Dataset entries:

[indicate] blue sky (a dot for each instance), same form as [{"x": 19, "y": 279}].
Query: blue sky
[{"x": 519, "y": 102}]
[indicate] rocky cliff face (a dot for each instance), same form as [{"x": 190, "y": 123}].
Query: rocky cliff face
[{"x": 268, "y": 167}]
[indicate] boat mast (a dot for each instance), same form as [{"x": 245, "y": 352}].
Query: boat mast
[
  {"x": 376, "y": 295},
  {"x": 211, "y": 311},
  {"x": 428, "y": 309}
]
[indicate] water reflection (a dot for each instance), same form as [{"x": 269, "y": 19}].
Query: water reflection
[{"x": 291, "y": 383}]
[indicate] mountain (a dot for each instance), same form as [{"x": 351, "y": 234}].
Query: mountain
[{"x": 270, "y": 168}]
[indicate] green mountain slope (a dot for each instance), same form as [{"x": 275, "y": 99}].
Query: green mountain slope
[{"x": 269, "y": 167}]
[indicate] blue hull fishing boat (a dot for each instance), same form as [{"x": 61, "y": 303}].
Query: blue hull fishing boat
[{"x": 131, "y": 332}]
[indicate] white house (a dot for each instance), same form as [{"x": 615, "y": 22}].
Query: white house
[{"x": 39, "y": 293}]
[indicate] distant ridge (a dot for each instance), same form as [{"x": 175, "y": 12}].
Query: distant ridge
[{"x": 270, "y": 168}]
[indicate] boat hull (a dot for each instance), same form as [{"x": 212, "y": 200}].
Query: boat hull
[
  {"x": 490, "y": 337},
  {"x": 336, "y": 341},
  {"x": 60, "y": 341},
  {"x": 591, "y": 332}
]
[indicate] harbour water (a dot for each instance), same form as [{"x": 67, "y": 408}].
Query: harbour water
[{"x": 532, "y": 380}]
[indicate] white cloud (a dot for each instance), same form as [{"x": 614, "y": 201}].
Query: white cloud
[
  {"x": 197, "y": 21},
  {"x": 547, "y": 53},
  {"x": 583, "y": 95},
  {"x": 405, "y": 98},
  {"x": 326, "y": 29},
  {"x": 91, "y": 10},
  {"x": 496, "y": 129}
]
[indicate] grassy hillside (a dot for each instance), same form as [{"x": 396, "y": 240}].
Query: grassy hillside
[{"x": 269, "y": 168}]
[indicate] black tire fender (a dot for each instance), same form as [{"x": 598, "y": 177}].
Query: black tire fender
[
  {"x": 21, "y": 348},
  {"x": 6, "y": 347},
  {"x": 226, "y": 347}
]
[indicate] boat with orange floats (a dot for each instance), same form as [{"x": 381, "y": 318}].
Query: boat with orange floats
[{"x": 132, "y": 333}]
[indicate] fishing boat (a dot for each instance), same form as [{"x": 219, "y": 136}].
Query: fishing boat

### What the exercise asks
Change each "Query" in the rows above to "Target", and reproduce the rows otherwise unchanged.

### Response
[indicate] blue sky (a dot for each instance), same form as [{"x": 19, "y": 279}].
Target: blue sky
[{"x": 519, "y": 102}]
[indicate] rocky cliff face (a dot for each instance), same form as [{"x": 190, "y": 123}].
Target: rocky cliff face
[{"x": 268, "y": 167}]
[indicate] boat mast (a dot for each instance), same form as [{"x": 245, "y": 352}].
Target: boat mast
[
  {"x": 376, "y": 295},
  {"x": 211, "y": 311},
  {"x": 428, "y": 309}
]
[indicate] water reflection (a dot for each instance), same form as [{"x": 269, "y": 19}].
Target: water reflection
[{"x": 291, "y": 383}]
[indicate] mountain (a dot for each instance), same form as [{"x": 351, "y": 234}].
Target: mountain
[{"x": 270, "y": 168}]
[indicate] green mountain slope (a dot for each instance), same form as [{"x": 275, "y": 99}].
Target: green mountain slope
[{"x": 269, "y": 167}]
[indicate] blue hull fishing boat (a dot for each instance), same form as [{"x": 61, "y": 303}].
Target: blue hull fishing boat
[{"x": 131, "y": 332}]
[indicate] white house (a dot for each instance), same form as [{"x": 615, "y": 22}].
Target: white house
[{"x": 39, "y": 293}]
[indicate] distant ridge (a dot for each instance), same form as [{"x": 175, "y": 12}].
Target: distant ridge
[{"x": 270, "y": 168}]
[indicate] boat hull (a dot for each instance), same form as [{"x": 212, "y": 200}].
Target: boat hull
[
  {"x": 490, "y": 337},
  {"x": 336, "y": 341},
  {"x": 60, "y": 341},
  {"x": 591, "y": 332}
]
[indicate] harbour water (a dot for each instance), same form as [{"x": 67, "y": 408}].
Target: harbour water
[{"x": 532, "y": 380}]
[indicate] white cloud (a dot for each instance), same form as [{"x": 614, "y": 201}].
Target: white cloud
[
  {"x": 197, "y": 21},
  {"x": 547, "y": 53},
  {"x": 583, "y": 95},
  {"x": 405, "y": 98},
  {"x": 326, "y": 29},
  {"x": 91, "y": 10},
  {"x": 496, "y": 129}
]
[indicate] grassy hillside (a dot for each instance), same form as [{"x": 396, "y": 240}].
Target: grassy hillside
[{"x": 269, "y": 168}]
[indicate] black tire fender (a dot for each instance), same form as [{"x": 598, "y": 177}].
Target: black tire fender
[
  {"x": 21, "y": 348},
  {"x": 6, "y": 347},
  {"x": 226, "y": 347}
]
[indicate] boat with orange floats (a dot for each instance), same form as [{"x": 381, "y": 318}].
Target: boat with orange floats
[{"x": 132, "y": 333}]
[indicate] fishing boat (a dot for each instance), same form as [{"x": 219, "y": 136}].
Target: fishing boat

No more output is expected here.